▶ _Texte à lire_

↓

Coronavirus. « Le Covid-19 ne disparaîtra pas après l’épidémie »
Mieux connaître ce virus nous permettra de vivre avec, dit François Renaud, spécialiste de l’évolution des pathogènes. Car on ne pourra pas totalement l’éradiquer.
La France a enregistré 112 décès supplémentaires en l’espace de 24 heures provoqués par l’épidémie de coronavirus, portant le total à 562 ce samedi, selon le ministère de la Santé. Le nombre de cas confirmés atteint désormais 14 459, contre 12 612 la veille.
Entretien avec François Renaud, biologiste au CNRS, spécialiste de l’évolution des maladies infectieuses.
Pourquoi le rythme des crises liées aux virus émergents augmente-t-il ?
Il ne s’agit pas seulement de crises sanitaires liées aux virus. L’antibiorésistance, qui concerne les bactéries, sera un défi majeur de la prochaine décennie. Une des raisons est la croissance démographique. Il y a 60 ans, nous étions 2,5 milliards, nous sommes aujourd’hui 7,5 milliards. Automatiquement, la modification de l’environnement, la baisse de biodiversité, notre démographie, font que nous sommes en contact avec de plus en plus de nouveaux potentiels pathogènes.
Le virus Covid-19 a-t-il muté ou une seule souche est-elle responsable de la maladie ?
Il a déjà beaucoup de variabilité, il mute sans cesse. Mais savoir si des mutations changeront ses caractéristiques infectieuses, bien malin qui peut le dire à ce jour. Cependant, la recherche d’un vaccin a été vite lancée. Le problème qu’on a eu avec le VIH, c’est qu’au moment où on a voulu travailler sur un vaccin, le virus était déjà très diversifié.
Trouver un vaccin sera la seule façon de vraiment endiguer l’épidémie ?
Les vaccins sont fondamentaux. Mais il ne faut pas imaginer éradiquer totalement le virus. Le cas de la variole semble unique à ce jour. C’est la seule maladie infectieuse déclarée éteinte par l’OMS, parce qu’on a eu la chance d’avoir un vaccin agissant sur une partie du virus qui ne mute pas ou peu. Mais on ne le sait pas à l’avance. Pour la grippe, le vaccin est plus ou moins efficace chaque année.
Y a-t-il un risque qu’il y ait plusieurs vagues de l’épidémie ?
Quand les professionnels du feu disent qu’un incendie est fixé, les braises sont encore là. Il suffit qu’il y ait du vent pour que l’incendie reparte. Le combustible, dans une épidémie, ce sont les personnes sensibles au virus. Donc, en l’absence de vaccin, tous ceux qui n’ont pas été infectés. Le risque serait de relâcher la pression dès que la courbe commence à s’infléchir.

↑

▶ _Travail demandé_
Recopiez le passage de l'entretien qui s'ouvre sur les mots contenant « Il a déjà beaucoup » et se ferme sur « déjà très diversifié. », en substituant « évolue » à « mute ».

▶ _Données fournies_

↓

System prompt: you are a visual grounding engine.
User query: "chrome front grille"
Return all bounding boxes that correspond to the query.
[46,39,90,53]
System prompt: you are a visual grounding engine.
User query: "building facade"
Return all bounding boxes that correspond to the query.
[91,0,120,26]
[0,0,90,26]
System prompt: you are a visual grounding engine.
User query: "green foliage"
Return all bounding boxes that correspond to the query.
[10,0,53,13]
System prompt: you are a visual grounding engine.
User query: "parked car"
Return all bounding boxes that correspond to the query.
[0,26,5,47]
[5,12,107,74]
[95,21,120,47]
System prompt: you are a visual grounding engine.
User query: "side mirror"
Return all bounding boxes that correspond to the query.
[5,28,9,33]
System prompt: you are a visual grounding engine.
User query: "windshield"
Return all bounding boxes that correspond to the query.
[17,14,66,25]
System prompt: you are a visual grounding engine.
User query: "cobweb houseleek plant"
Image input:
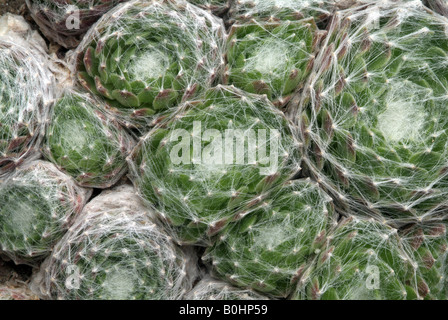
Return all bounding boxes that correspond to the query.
[203,179,336,298]
[0,38,54,177]
[290,2,448,226]
[0,160,91,266]
[31,185,191,300]
[226,19,319,107]
[129,85,300,245]
[292,217,419,300]
[74,0,226,127]
[43,90,134,188]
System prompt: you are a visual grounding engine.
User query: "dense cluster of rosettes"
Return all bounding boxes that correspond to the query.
[0,0,448,300]
[75,1,226,127]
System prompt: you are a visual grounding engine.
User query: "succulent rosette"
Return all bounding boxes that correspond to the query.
[44,91,134,188]
[292,217,419,300]
[0,160,91,265]
[75,0,226,127]
[0,38,54,177]
[291,2,448,227]
[26,0,126,48]
[129,86,300,245]
[31,185,191,300]
[226,19,318,107]
[203,179,335,298]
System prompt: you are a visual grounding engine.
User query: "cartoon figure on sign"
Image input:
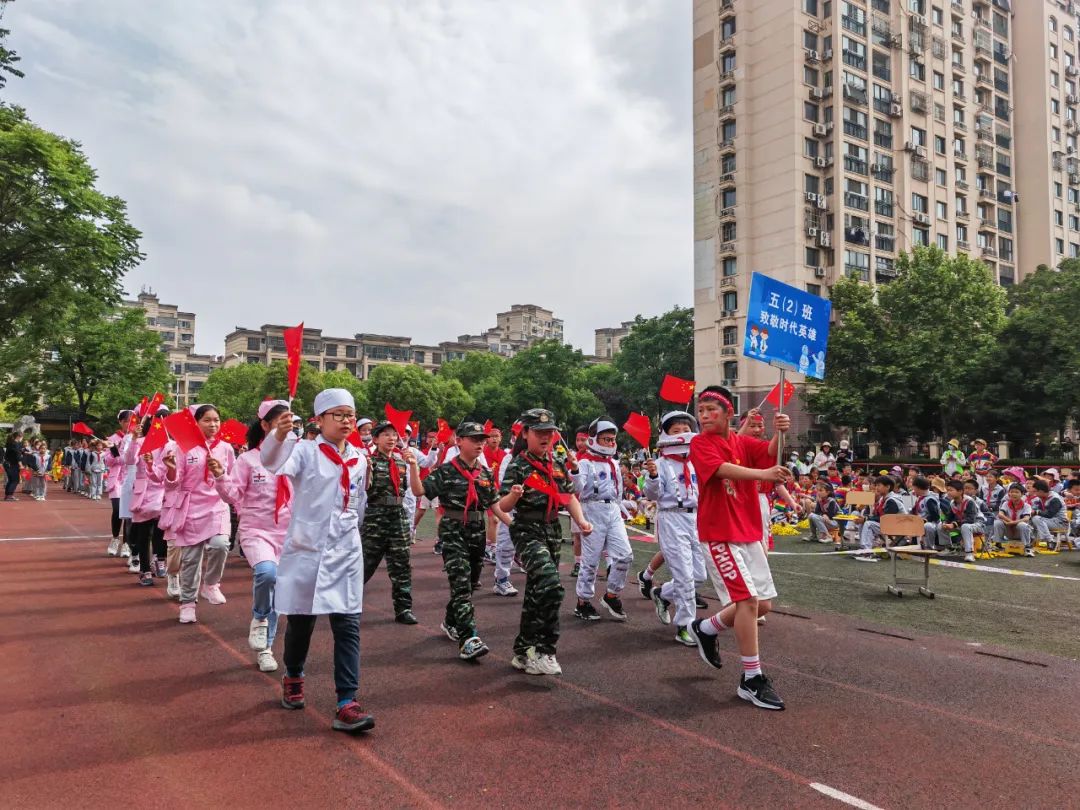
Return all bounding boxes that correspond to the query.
[799,343,810,374]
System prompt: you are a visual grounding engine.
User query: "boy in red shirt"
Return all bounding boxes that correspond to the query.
[688,386,792,710]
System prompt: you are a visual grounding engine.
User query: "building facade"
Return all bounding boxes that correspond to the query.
[693,0,1015,433]
[121,288,221,407]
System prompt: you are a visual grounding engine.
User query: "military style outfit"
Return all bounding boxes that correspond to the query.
[500,408,573,657]
[423,422,498,658]
[361,432,416,624]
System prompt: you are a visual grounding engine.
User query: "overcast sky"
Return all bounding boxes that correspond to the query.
[3,0,693,354]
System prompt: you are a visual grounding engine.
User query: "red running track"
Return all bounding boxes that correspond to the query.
[0,495,1080,810]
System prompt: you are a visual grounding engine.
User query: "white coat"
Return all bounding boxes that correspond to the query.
[260,432,367,616]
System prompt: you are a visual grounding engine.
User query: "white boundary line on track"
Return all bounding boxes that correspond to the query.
[810,782,881,810]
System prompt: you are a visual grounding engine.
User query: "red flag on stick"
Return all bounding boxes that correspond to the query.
[435,419,454,444]
[217,419,247,447]
[382,402,413,436]
[139,418,168,454]
[622,414,652,448]
[282,321,303,399]
[765,380,795,408]
[660,374,694,405]
[164,408,206,453]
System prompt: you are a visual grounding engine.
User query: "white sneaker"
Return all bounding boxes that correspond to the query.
[255,649,278,672]
[491,579,517,596]
[247,619,268,652]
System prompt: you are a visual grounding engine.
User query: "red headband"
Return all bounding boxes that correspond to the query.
[698,391,735,414]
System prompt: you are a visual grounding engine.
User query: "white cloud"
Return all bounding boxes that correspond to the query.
[4,0,692,353]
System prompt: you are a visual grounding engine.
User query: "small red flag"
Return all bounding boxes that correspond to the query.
[217,419,247,447]
[660,374,694,405]
[282,321,303,399]
[382,402,413,437]
[622,414,652,447]
[765,380,795,408]
[435,419,454,444]
[164,408,206,453]
[139,418,168,454]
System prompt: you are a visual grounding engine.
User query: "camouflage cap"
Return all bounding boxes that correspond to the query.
[519,408,558,430]
[455,422,490,438]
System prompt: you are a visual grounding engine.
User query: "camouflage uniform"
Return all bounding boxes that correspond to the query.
[500,409,573,656]
[423,422,498,643]
[361,453,413,616]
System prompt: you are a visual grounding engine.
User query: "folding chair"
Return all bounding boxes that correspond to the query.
[881,515,937,599]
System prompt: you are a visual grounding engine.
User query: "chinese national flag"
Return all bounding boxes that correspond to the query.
[217,419,247,447]
[382,402,413,438]
[435,419,454,444]
[282,321,303,399]
[164,408,206,453]
[660,374,694,405]
[765,380,795,408]
[139,418,168,454]
[622,412,652,447]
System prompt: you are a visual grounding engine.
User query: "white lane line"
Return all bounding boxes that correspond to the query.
[0,535,112,543]
[810,782,881,810]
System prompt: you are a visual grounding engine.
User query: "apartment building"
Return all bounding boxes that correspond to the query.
[121,287,221,407]
[693,0,1015,433]
[593,321,634,360]
[1013,0,1080,269]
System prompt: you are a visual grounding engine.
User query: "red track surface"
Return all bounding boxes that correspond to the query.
[0,494,1080,808]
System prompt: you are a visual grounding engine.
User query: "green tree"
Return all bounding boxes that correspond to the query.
[808,247,1005,441]
[613,307,693,416]
[0,105,141,341]
[0,297,173,418]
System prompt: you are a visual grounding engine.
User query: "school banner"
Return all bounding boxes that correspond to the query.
[743,273,833,380]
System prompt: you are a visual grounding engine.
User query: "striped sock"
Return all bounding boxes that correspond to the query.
[741,656,761,678]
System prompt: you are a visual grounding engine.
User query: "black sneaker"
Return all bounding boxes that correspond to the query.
[686,619,724,670]
[637,571,652,599]
[735,675,784,712]
[573,602,600,622]
[600,593,626,622]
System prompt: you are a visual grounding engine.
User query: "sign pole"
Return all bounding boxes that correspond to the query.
[777,366,787,467]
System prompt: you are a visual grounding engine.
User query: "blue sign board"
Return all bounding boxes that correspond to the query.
[743,273,833,380]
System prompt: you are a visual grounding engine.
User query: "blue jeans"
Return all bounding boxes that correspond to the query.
[252,559,278,647]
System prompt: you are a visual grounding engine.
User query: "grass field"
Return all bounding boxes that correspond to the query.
[414,515,1080,660]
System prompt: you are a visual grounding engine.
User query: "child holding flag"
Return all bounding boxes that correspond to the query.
[259,388,375,731]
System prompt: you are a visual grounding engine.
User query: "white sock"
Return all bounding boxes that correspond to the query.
[741,656,761,678]
[699,613,728,636]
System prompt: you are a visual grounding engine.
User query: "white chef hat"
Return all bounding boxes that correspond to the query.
[315,388,356,416]
[258,400,288,419]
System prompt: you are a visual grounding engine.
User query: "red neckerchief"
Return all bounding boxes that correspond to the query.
[522,450,558,517]
[319,442,360,511]
[450,458,484,523]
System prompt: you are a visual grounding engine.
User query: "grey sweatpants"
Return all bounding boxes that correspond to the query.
[179,535,229,605]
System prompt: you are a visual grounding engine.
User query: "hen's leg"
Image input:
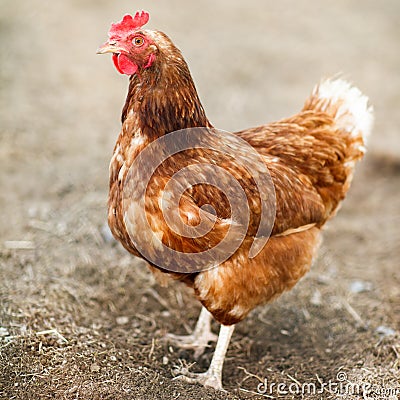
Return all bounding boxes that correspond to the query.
[174,325,235,390]
[165,307,218,359]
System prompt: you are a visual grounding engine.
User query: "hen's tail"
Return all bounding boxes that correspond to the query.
[304,79,374,153]
[303,79,373,216]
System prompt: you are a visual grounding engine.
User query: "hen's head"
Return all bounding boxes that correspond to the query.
[97,11,158,75]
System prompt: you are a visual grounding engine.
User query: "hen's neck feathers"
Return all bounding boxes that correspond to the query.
[122,32,212,139]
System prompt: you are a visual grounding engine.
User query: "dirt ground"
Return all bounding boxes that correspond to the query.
[0,0,400,400]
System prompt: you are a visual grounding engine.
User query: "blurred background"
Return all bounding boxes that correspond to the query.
[0,0,400,398]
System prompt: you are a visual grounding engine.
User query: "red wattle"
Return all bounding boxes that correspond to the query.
[113,54,139,75]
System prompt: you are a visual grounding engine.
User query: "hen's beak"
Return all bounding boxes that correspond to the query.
[96,42,121,54]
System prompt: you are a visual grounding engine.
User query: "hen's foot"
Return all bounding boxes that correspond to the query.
[164,332,218,359]
[164,308,218,359]
[172,366,225,392]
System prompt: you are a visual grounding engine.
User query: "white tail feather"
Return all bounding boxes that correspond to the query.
[313,79,374,143]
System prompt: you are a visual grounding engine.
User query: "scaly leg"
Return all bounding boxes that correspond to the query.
[165,307,218,359]
[174,325,235,390]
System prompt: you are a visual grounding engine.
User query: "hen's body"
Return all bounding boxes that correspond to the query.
[98,17,372,386]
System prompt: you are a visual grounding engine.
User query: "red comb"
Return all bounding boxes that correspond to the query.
[108,11,150,38]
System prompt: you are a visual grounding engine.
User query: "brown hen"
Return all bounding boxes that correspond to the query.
[98,12,373,389]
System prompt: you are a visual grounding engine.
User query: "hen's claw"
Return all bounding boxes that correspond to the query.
[164,307,218,359]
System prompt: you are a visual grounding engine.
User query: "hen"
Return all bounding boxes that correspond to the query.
[98,11,373,389]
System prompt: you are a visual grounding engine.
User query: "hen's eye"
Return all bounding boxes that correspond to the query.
[132,36,144,46]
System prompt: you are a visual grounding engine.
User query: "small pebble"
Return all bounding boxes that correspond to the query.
[116,316,129,325]
[90,364,100,372]
[0,326,10,337]
[376,325,396,337]
[349,281,372,293]
[310,290,322,306]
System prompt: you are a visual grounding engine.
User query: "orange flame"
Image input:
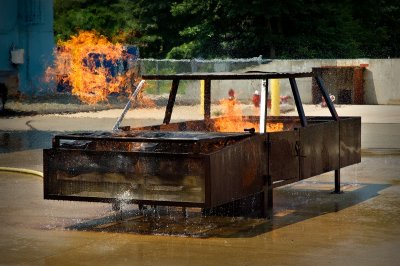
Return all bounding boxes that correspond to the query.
[46,31,142,104]
[214,99,283,132]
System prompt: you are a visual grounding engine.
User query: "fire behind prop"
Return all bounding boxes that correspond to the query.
[44,73,361,217]
[46,31,139,104]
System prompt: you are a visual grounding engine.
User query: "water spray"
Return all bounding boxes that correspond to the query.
[112,80,145,132]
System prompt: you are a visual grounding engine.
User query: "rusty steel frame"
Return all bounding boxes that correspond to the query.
[44,72,361,217]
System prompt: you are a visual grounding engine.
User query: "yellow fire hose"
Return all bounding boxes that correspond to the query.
[0,166,43,177]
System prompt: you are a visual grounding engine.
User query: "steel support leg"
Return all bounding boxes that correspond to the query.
[333,169,342,194]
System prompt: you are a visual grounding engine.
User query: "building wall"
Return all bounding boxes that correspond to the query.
[181,59,400,104]
[0,0,54,95]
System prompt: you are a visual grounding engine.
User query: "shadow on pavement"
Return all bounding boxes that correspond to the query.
[67,182,390,238]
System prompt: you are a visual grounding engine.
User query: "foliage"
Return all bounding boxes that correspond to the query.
[54,0,400,59]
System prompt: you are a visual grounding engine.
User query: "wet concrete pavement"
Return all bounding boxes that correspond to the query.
[0,105,400,265]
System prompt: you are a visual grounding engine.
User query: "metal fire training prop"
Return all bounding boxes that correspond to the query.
[112,80,145,132]
[43,72,361,217]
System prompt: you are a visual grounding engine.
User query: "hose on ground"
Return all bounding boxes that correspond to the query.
[0,167,43,177]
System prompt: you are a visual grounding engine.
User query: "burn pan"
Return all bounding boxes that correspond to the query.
[44,73,361,217]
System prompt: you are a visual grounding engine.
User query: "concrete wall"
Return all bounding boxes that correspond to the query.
[0,0,54,95]
[185,59,400,104]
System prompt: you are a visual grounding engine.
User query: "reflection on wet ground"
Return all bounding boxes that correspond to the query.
[65,181,390,238]
[0,130,57,153]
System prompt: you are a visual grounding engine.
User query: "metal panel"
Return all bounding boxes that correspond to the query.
[299,121,339,179]
[209,134,267,207]
[268,130,299,183]
[44,149,205,205]
[339,117,361,167]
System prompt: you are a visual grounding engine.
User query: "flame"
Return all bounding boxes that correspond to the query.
[214,98,283,132]
[46,31,145,104]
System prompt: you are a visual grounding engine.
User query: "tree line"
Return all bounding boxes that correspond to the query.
[54,0,400,59]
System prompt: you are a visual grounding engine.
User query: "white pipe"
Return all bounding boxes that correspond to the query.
[260,80,268,133]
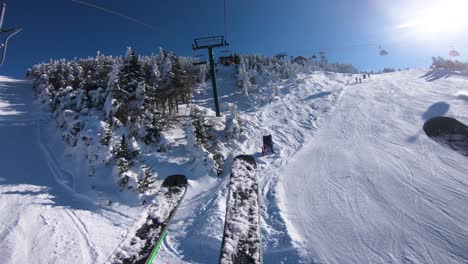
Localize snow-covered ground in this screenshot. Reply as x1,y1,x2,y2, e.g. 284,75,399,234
0,77,139,263
277,70,468,263
0,67,468,263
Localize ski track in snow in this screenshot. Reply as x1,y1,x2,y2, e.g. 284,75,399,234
0,77,134,263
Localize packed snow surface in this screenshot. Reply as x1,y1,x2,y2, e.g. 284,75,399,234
0,77,139,263
278,70,468,263
0,67,468,263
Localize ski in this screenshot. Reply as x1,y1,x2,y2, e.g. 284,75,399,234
109,175,187,264
219,155,263,264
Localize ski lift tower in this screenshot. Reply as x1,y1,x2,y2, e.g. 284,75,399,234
192,36,229,117
0,3,22,66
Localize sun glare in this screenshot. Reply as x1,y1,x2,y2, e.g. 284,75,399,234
397,0,468,37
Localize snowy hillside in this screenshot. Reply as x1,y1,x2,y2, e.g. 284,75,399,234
277,70,468,263
0,67,468,263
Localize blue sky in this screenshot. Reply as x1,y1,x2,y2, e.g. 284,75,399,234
0,0,468,77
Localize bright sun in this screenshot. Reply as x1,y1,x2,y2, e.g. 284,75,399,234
397,0,468,36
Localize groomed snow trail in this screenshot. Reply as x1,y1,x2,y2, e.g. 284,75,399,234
0,77,134,264
277,69,468,263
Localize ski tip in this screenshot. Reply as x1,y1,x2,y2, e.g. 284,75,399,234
233,155,257,168
162,174,188,188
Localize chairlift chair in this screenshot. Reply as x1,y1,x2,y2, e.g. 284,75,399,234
0,3,23,66
449,48,460,57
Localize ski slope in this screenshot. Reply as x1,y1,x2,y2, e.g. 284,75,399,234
0,67,468,263
0,77,139,264
277,69,468,263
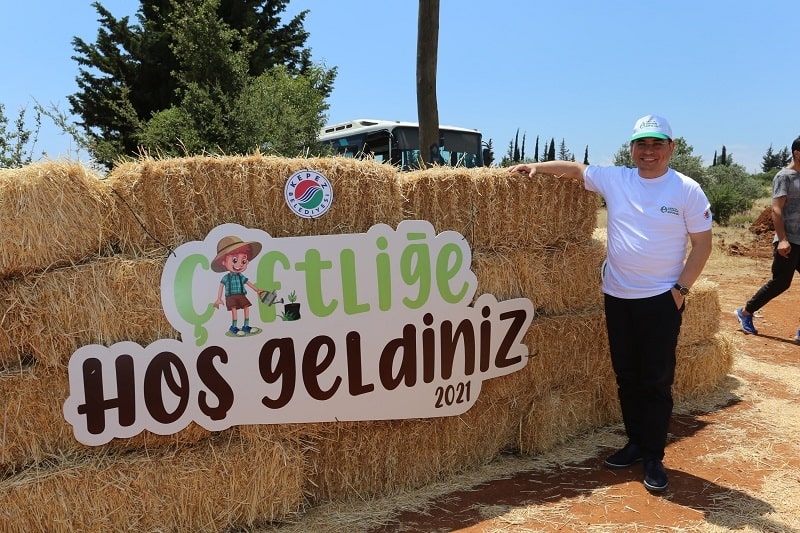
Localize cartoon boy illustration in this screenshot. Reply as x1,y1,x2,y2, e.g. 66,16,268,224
211,237,264,335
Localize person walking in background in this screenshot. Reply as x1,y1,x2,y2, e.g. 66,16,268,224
508,115,712,492
734,137,800,341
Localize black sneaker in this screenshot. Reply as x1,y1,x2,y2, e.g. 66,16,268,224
603,442,642,468
644,459,669,492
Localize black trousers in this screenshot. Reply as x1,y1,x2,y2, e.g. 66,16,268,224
744,242,800,313
605,291,683,460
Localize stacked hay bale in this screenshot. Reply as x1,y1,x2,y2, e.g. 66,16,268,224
400,168,733,453
0,156,732,531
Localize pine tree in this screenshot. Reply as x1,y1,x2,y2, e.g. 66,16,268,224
69,0,336,166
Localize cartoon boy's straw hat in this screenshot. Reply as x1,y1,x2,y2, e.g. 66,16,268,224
211,237,261,272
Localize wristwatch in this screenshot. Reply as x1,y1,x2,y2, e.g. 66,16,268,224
672,283,689,296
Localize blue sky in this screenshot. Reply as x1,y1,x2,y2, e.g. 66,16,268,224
0,0,800,172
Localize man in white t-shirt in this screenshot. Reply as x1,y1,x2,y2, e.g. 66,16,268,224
508,115,712,492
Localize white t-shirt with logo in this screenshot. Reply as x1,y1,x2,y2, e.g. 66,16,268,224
584,165,711,298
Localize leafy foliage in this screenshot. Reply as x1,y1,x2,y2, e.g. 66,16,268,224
69,0,336,166
0,104,42,168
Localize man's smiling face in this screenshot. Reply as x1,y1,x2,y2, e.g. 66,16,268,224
631,137,675,178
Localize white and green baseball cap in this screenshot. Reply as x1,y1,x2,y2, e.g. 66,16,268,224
631,115,672,142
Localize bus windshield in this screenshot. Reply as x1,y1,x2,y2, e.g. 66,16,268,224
319,120,483,170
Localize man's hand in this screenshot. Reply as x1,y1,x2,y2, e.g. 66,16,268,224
778,240,792,258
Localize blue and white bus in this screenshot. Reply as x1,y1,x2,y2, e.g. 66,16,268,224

↑

▶ _Corrigé de l'exercice_
Il a déjà beaucoup de variabilité, il évolue sans cesse. Mais savoir si des mutations changeront ses caractéristiques infectieuses, bien malin qui peut le dire à ce jour. Cependant, la recherche d’un vaccin a été vite lancée. Le problème qu’on a eu avec le VIH, c’est qu’au moment où on a voulu travailler sur un vaccin, le virus était déjà très diversifié.